:: Passage provided ::
Friday, May 13, 2005

Chas, Nate and Tim's shift in topic

For those of you who haven't been keeping up with the comments to my last post, starting with a comment from Chas, the conversation has shifted, via Tim and Nate, from same-sex marriage to an attempt to find the system that would best yeild a happy society. Since the scope of this conversation is wider reaching and, I think, gobs more important-- I felt like a post devoted solely to this topic is a splendid idea.

To recap-- Correct me if I’m wrong-- (you can still read Chas, Tim and Nate's own words under the comments section of the last post)

It seems there is a general consensus between nate and tim that what we are searching for is a system that has the greatest happiness for the greatest number of people—although, nate is still unsure as to whether it is better to have (a) 100 people with a happiness state of zero [net of zero] or (b) 99 people with a happiness state of -1 and one ridiculously happy person with a happiness state of 100 [net of positive one].

It has also been agreed that, as a base, one person's happiness state should not physically impede the happiness state of another person; that is, there should exist protection to keep people from gaining happiness at the expense of other persons physical (and arguably emotional) pain.

Nate’s definition of what we’re searching for:
“Given that we both respect each other's desires to obtain states, what is the set of mutual status states that minimizes our mutual interference with each other's desired states?”

I guess the big question I have for both of you and everyone is whether we should prefer the happiest (net) society or a society with equal possibility for happiness—This relates to the scenario that Nate brought up about a net happiness of 0 possibly being better than 1.

To bring this back to same-sex marriage—it seems completely likely that the pleasure that conservatives get from keeping their word “marriage” from the sinful clutches of homosexuals would amount to a higher net happiness than if we allowed homosexuals to marry. Considering the population of homosexuals (and those who support gay marriage) is so small the average amount of happiness gained by homosexuals (and those who support gay rights) would have to be considerably higher than the average happiness lost by those in the majority who oppose gay marriage.

I guess I’m not really bringing anything new to the conversation—I just can't figure it out. If we go for the greatest happiness while still maintaining equality it seems like we're shafting society-- because there could potentially be a happier society. If we don't maintain equality then we're shafting minorities-- because they could potentially be happier. So which is it? Somebody solve it for me.

:: Set task 1 ::
Transcribe the part of the blog post on happiness and society starting with "It seems there" and going on through "arguably emotional) pain.".

:: Working data ::
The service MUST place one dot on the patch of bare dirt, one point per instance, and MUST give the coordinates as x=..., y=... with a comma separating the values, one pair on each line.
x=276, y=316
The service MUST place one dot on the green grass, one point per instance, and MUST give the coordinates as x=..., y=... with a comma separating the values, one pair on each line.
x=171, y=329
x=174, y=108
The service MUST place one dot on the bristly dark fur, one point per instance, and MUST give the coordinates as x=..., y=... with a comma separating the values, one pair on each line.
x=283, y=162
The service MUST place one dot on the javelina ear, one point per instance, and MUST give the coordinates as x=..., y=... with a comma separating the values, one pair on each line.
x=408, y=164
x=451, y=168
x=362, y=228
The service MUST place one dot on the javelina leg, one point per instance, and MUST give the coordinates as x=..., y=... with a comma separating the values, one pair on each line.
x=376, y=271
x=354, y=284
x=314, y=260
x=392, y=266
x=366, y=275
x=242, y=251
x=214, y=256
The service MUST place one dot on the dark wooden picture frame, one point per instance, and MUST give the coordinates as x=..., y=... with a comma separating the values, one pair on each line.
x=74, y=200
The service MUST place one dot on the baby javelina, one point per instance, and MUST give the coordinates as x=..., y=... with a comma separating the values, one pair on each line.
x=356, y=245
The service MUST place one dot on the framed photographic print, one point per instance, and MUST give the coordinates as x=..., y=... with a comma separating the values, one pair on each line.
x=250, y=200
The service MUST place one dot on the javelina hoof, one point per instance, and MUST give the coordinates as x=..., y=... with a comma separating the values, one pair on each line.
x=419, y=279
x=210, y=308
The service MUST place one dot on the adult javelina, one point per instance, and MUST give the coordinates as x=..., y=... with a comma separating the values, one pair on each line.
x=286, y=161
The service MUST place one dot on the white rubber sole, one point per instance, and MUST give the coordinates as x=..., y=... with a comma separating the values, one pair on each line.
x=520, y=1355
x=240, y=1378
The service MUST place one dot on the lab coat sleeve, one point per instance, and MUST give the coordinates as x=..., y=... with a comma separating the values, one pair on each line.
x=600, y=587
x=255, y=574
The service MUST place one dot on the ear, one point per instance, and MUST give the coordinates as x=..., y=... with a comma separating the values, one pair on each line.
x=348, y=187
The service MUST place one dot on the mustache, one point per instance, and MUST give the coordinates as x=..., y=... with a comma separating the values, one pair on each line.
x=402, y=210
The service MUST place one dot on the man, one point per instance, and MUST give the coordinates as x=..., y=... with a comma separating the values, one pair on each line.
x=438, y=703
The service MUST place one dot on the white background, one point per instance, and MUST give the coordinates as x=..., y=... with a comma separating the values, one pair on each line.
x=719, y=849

:: Set task 2 ::
Format the entries starting with the line with "The service MUST place one dot on the man, one" and going on through the last line of the entries as a JSON list of strings, one string per line, skipping blank lines.

:: Final result 1 ::
It seems there is a general consensus between nate and tim that what we are searching for is a system that has the greatest happiness for the greatest number of people—although, nate is still unsure as to whether it is better to have (a) 100 people with a happiness state of zero [net of zero] or (b) 99 people with a happiness state of -1 and one ridiculously happy person with a happiness state of 100 [net of positive one].

It has also been agreed that, as a base, one person's happiness state should not physically impede the happiness state of another person; that is, there should exist protection to keep people from gaining happiness at the expense of other persons physical (and arguably emotional) pain.

:: Final result 2 ::
[
  "The service MUST place one dot on the man, one point per instance, and MUST give the coordinates as x=..., y=... with a comma separating the values, one pair on each line.",
  "x=438, y=703",
  "The service MUST place one dot on the white background, one point per instance, and MUST give the coordinates as x=..., y=... with a comma separating the values, one pair on each line.",
  "x=719, y=849"
]